** START EXTRACTED MATERIAL **

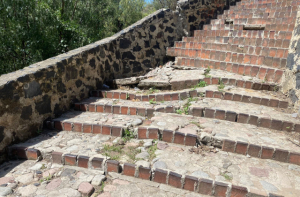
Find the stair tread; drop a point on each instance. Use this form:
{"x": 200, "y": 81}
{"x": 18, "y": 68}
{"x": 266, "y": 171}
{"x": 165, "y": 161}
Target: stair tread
{"x": 246, "y": 108}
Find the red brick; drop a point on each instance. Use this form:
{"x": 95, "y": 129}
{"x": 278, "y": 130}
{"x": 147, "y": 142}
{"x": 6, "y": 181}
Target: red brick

** END EXTRACTED MATERIAL **

AIM OF THE TASK: Reproduce every line of the listing above verbatim, leaving out the pictures.

REPLY:
Find the stair tread; drop a point on each instance. Use this form:
{"x": 200, "y": 81}
{"x": 18, "y": 68}
{"x": 266, "y": 171}
{"x": 165, "y": 161}
Target: stair tread
{"x": 246, "y": 108}
Find the red brick; drop a point on each instance. Use this form:
{"x": 95, "y": 129}
{"x": 278, "y": 130}
{"x": 147, "y": 142}
{"x": 6, "y": 181}
Target: red brick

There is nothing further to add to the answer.